(WORK INSTRUCTIONS)
(a) List the tasks that the script described in the haversine distance text must perform.
(b) Show each line of the records that contains the string "vertices". Case counts.

(TEXT SEGMENT)
----------
So, first we need to ask ourselves what would be a good way to determine if the distance between locations is significant. For this, we can use haversine distances.

Haversine Distances

Haversine distance is a formula for finding the great-circle distance between a pair of latitude–longitude coordinates. Basically, it is a calculation of geographic distance (latitude and longitude), which incorporates the concept of measuring spherical distance (as the Earth is nonperfect sphere). This equation is important in navigation, but can be applied in other applications. For example, it can be used to determine accessibility of health-care facilities within a certain geographical area. The haversine distance technique can also be used in crime analysis applications, such as finding incidents taking place within a particular distance.
We will not go through the math involved in calculating a haversine distance, but we will cover how we can apply this to our problem. Simply put, the greater the haversine distance, the greater the distance between the sources of the remote logins. And, the greater the distance between the remote logins of one particular user in a given time span, the greater are the chances that this was a potentially anomalous user access.

Data Processing

So now, we have the data (the VPN logs) and we have our analysis technique (haversine distances). But how do we put these together? This is when our scripting or “glue” language comes into play. In order to process the data, we will have to create a script that will do the following things:
▪ Import the data: First, we will need to be able to import the VPN logs so that our program can process it. For example, if the data are in the form of a spreadsheet, then we will need to be able load the data from the spreadsheet into memory so that we can preprocess the data and then apply our analysis technique.
▪ Preprocess the data: “Preprocessing” is making the data better structured, so it can be used by our analysis technique. For example, our VPN logs would only have source IPs. In order to actually get the haversine distance, we will need to be able to get the latitude and longitude values. Aside from that, we will need to do some error checking and validation to make sure the data we are entering for analysis are valid. As they say, “garbage in, garbage out.”
▪ Apply the analysis technique: Once we have all the necessary data, we will then use our analysis technique, which in this case is the haversine distance.
----------
Part of a data file

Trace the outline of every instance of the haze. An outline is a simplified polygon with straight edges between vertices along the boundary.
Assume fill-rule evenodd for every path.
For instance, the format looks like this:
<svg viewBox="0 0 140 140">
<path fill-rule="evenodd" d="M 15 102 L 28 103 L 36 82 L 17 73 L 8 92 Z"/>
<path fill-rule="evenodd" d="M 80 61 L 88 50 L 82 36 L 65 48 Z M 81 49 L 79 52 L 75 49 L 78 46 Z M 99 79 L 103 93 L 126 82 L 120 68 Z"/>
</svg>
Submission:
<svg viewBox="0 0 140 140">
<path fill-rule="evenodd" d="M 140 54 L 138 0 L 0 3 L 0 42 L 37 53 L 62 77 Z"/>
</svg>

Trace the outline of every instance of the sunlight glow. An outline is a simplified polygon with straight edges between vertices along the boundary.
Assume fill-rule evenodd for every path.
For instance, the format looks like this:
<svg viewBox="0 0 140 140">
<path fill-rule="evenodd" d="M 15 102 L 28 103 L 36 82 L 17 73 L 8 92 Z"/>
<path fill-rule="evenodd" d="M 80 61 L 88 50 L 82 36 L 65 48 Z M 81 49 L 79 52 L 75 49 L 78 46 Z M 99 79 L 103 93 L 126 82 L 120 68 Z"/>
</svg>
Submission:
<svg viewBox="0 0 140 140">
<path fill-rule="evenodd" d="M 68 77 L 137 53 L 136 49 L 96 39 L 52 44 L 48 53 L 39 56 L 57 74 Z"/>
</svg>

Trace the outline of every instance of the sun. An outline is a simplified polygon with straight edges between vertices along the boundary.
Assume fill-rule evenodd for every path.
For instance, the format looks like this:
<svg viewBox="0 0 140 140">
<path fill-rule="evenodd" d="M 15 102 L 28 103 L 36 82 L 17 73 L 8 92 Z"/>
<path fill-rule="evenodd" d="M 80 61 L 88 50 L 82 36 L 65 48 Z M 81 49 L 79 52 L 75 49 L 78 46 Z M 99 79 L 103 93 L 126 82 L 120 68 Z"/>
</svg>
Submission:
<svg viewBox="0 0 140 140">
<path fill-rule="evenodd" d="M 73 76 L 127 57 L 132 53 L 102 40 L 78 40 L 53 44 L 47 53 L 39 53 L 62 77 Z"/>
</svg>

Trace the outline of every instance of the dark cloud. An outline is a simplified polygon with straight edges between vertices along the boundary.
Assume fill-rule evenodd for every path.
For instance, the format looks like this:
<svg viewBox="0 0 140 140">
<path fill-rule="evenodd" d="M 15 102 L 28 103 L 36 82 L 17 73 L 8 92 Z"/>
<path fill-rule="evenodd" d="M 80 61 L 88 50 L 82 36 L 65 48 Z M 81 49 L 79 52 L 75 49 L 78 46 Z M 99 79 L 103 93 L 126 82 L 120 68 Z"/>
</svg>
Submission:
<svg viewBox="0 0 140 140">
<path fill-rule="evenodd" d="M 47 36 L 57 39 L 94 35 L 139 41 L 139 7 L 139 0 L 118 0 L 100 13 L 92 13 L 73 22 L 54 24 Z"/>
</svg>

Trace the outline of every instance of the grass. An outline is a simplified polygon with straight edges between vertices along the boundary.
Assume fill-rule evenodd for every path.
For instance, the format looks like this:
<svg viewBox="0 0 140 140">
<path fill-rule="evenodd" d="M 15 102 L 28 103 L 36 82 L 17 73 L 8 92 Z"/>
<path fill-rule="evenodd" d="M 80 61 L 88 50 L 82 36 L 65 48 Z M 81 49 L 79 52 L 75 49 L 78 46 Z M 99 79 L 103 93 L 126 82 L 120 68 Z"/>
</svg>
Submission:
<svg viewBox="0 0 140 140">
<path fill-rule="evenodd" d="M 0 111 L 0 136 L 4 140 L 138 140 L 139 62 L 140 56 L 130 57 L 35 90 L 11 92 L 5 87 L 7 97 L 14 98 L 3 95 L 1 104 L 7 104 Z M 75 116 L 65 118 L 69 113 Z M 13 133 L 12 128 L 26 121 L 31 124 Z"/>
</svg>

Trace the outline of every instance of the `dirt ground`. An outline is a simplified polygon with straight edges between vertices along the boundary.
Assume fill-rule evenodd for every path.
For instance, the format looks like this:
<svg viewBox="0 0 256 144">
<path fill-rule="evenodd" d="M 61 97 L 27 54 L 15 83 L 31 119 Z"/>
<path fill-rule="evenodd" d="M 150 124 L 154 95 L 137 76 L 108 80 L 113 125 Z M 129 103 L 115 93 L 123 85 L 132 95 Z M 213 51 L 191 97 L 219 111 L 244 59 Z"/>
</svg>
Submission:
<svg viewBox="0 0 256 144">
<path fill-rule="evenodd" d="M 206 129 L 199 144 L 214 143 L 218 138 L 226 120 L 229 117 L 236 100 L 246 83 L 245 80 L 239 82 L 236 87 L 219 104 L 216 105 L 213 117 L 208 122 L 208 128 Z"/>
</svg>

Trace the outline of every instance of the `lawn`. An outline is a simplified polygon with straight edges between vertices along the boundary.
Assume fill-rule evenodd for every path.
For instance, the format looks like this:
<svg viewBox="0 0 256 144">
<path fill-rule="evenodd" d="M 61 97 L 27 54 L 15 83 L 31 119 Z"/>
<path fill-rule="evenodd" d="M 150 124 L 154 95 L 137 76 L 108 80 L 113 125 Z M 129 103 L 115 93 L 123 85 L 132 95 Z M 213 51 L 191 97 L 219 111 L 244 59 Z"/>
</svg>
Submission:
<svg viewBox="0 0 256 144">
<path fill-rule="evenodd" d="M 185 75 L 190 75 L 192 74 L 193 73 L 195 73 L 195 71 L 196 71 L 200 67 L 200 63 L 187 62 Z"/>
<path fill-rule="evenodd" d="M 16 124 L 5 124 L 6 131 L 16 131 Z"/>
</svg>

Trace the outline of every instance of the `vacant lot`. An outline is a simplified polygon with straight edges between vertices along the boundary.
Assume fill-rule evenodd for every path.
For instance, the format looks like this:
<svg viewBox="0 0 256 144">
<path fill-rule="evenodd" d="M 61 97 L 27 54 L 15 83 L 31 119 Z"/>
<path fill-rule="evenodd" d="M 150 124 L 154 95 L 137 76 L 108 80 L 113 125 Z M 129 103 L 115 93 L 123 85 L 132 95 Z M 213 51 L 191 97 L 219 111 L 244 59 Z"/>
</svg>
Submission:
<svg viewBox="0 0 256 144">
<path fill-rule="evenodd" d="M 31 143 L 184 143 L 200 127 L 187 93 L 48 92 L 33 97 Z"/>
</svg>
----------
(WRITTEN ANSWERS)
(a)
- Import the data
- Preprocess the data
- Apply the analysis technique

(b)
Trace the outline of every instance of the haze. An outline is a simplified polygon with straight edges between vertices along the boundary.
Trace the outline of every instance of the sunlight glow. An outline is a simplified polygon with straight edges between vertices along the boundary.
Trace the outline of every instance of the sun. An outline is a simplified polygon with straight edges between vertices along the boundary.
Trace the outline of every instance of the dark cloud. An outline is a simplified polygon with straight edges between vertices along the boundary.
Trace the outline of every instance of the grass. An outline is a simplified polygon with straight edges between vertices along the boundary.
Trace the outline of every instance of the `dirt ground`. An outline is a simplified polygon with straight edges between vertices along the boundary.
Trace the outline of every instance of the `lawn`. An outline is a simplified polygon with straight edges between vertices along the boundary.
Trace the outline of every instance of the `vacant lot`. An outline is a simplified polygon with straight edges between vertices along the boundary.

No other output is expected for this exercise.